# Exercise:
Using the entries that follow, give only the number of lines with the word "below" in them.

(Saved entries)
BEGIN

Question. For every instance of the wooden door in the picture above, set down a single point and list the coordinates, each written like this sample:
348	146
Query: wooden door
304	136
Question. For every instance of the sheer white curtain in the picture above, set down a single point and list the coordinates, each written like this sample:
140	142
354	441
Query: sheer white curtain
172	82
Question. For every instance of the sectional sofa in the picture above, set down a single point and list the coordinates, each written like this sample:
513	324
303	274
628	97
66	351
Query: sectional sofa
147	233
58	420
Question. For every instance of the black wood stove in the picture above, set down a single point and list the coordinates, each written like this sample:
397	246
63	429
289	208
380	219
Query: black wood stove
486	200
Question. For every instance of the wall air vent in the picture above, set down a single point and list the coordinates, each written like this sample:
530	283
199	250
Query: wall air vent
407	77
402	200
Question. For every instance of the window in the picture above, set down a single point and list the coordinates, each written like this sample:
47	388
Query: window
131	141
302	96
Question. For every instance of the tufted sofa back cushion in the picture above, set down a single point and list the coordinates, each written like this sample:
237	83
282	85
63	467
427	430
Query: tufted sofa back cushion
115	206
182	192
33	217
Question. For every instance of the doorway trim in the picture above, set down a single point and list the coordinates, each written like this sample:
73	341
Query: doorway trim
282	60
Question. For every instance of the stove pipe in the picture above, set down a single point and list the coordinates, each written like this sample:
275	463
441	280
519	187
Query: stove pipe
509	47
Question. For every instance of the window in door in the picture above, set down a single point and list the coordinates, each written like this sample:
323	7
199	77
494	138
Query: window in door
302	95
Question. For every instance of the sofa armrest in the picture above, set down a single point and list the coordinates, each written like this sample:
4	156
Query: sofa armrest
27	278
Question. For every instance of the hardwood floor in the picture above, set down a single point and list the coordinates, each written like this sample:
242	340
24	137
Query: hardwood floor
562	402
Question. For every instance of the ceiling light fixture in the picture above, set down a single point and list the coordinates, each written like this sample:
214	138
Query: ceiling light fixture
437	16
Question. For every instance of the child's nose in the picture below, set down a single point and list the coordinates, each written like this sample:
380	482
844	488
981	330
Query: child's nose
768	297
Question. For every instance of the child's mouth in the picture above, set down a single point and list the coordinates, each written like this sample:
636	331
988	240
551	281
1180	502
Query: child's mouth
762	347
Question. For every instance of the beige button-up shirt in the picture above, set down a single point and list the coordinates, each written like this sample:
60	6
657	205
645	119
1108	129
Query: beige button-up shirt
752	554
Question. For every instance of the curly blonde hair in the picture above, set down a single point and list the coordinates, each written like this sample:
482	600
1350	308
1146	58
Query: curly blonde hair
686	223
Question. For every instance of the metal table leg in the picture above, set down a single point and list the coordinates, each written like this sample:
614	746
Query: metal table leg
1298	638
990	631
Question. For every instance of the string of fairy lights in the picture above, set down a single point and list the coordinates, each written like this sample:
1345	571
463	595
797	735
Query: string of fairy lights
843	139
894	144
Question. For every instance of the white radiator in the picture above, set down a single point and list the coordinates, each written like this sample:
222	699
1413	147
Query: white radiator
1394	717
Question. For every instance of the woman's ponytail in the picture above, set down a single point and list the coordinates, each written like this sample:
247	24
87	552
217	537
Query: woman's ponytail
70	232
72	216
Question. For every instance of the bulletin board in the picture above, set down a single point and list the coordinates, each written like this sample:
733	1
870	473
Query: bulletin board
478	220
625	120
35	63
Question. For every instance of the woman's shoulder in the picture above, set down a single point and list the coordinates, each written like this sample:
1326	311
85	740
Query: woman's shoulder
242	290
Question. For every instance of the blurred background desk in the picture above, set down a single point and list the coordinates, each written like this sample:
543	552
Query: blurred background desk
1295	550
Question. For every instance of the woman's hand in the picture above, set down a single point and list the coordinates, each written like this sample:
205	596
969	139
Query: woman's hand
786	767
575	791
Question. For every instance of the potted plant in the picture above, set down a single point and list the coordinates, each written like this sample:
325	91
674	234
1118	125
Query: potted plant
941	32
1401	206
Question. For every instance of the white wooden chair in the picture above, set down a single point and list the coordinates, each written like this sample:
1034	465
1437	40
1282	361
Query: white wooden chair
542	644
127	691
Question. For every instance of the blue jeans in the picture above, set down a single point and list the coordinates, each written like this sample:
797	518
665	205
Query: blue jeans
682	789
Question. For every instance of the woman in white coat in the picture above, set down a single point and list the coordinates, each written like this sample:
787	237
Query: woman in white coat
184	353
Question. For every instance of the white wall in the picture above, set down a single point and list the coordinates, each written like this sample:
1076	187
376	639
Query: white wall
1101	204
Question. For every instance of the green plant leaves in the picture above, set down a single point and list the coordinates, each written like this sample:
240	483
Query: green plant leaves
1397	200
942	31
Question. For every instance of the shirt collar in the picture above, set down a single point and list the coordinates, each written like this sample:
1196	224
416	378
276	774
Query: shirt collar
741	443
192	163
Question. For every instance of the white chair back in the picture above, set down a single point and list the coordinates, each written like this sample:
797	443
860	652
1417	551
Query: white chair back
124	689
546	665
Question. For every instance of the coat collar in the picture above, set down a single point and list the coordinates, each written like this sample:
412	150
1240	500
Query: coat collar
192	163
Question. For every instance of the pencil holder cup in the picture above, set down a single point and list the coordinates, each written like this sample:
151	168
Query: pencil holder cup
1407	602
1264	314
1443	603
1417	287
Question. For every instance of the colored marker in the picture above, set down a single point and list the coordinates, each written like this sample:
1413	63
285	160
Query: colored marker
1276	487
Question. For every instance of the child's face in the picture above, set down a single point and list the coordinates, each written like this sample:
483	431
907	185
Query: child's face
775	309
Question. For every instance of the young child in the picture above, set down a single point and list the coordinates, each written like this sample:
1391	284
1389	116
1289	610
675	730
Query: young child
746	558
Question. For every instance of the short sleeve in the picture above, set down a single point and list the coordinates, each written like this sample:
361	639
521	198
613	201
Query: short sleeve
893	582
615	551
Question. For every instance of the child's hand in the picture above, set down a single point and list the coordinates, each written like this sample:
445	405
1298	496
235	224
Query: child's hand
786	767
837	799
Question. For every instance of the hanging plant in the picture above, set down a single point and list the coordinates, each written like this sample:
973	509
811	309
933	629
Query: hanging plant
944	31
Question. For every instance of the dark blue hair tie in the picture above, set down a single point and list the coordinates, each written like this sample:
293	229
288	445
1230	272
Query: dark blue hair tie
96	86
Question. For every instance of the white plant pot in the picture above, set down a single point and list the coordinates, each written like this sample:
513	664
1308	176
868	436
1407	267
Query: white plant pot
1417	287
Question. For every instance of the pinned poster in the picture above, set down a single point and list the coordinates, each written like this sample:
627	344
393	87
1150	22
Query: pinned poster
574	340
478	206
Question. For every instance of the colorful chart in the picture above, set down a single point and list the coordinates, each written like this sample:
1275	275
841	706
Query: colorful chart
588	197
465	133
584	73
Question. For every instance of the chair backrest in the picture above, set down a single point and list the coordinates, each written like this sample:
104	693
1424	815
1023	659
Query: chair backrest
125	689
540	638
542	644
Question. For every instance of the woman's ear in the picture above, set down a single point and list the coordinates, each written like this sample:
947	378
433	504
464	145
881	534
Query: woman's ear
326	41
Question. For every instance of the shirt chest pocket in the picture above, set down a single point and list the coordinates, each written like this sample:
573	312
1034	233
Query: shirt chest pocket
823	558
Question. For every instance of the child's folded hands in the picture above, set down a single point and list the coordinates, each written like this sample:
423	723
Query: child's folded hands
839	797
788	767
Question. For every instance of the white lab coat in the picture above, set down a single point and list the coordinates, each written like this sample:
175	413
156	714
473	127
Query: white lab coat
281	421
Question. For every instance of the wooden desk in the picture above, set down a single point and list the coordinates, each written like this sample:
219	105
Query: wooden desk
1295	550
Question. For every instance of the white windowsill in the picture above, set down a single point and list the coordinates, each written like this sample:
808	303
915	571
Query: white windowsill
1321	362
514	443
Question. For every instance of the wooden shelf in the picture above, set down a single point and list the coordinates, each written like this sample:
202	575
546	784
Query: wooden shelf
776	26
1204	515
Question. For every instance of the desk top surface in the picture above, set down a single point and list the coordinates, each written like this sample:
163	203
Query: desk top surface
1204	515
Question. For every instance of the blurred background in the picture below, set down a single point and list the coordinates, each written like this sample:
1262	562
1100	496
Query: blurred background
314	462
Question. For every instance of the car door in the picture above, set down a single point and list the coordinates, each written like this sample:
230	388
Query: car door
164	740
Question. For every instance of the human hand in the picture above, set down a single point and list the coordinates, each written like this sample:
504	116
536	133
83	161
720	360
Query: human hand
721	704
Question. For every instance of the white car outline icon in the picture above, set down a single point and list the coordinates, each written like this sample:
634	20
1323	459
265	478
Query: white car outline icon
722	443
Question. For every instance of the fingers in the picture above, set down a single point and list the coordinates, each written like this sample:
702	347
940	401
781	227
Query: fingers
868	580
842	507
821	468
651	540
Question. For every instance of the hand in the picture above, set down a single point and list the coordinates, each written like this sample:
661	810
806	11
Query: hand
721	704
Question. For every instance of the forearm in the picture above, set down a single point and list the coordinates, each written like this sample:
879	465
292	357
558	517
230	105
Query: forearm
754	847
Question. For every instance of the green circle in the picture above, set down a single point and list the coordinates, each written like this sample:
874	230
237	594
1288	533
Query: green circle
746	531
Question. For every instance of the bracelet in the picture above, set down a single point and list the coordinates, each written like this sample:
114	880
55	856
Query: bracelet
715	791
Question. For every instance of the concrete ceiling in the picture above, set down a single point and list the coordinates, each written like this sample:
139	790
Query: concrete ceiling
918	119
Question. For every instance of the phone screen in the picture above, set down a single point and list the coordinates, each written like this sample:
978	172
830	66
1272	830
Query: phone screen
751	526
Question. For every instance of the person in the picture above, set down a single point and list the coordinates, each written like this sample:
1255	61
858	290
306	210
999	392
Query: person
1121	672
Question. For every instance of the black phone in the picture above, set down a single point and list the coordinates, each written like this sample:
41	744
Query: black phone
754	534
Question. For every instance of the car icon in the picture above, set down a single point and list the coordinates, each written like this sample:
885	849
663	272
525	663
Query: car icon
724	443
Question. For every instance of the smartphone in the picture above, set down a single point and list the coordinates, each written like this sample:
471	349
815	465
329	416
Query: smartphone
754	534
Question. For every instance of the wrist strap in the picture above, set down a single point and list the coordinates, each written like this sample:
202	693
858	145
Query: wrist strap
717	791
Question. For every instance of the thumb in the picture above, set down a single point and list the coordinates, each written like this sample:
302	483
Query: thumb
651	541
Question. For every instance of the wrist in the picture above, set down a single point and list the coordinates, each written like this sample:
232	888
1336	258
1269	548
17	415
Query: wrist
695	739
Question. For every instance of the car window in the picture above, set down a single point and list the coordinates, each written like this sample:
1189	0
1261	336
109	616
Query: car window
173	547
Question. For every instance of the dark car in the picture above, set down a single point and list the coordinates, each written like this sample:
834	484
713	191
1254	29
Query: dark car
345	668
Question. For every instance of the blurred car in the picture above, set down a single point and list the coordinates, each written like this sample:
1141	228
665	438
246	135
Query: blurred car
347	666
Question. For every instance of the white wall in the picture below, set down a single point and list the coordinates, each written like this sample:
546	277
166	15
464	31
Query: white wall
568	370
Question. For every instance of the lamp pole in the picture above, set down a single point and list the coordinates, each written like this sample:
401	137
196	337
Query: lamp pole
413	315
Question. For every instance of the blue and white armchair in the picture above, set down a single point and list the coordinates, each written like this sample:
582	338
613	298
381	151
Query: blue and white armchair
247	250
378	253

END

# Exercise response:
3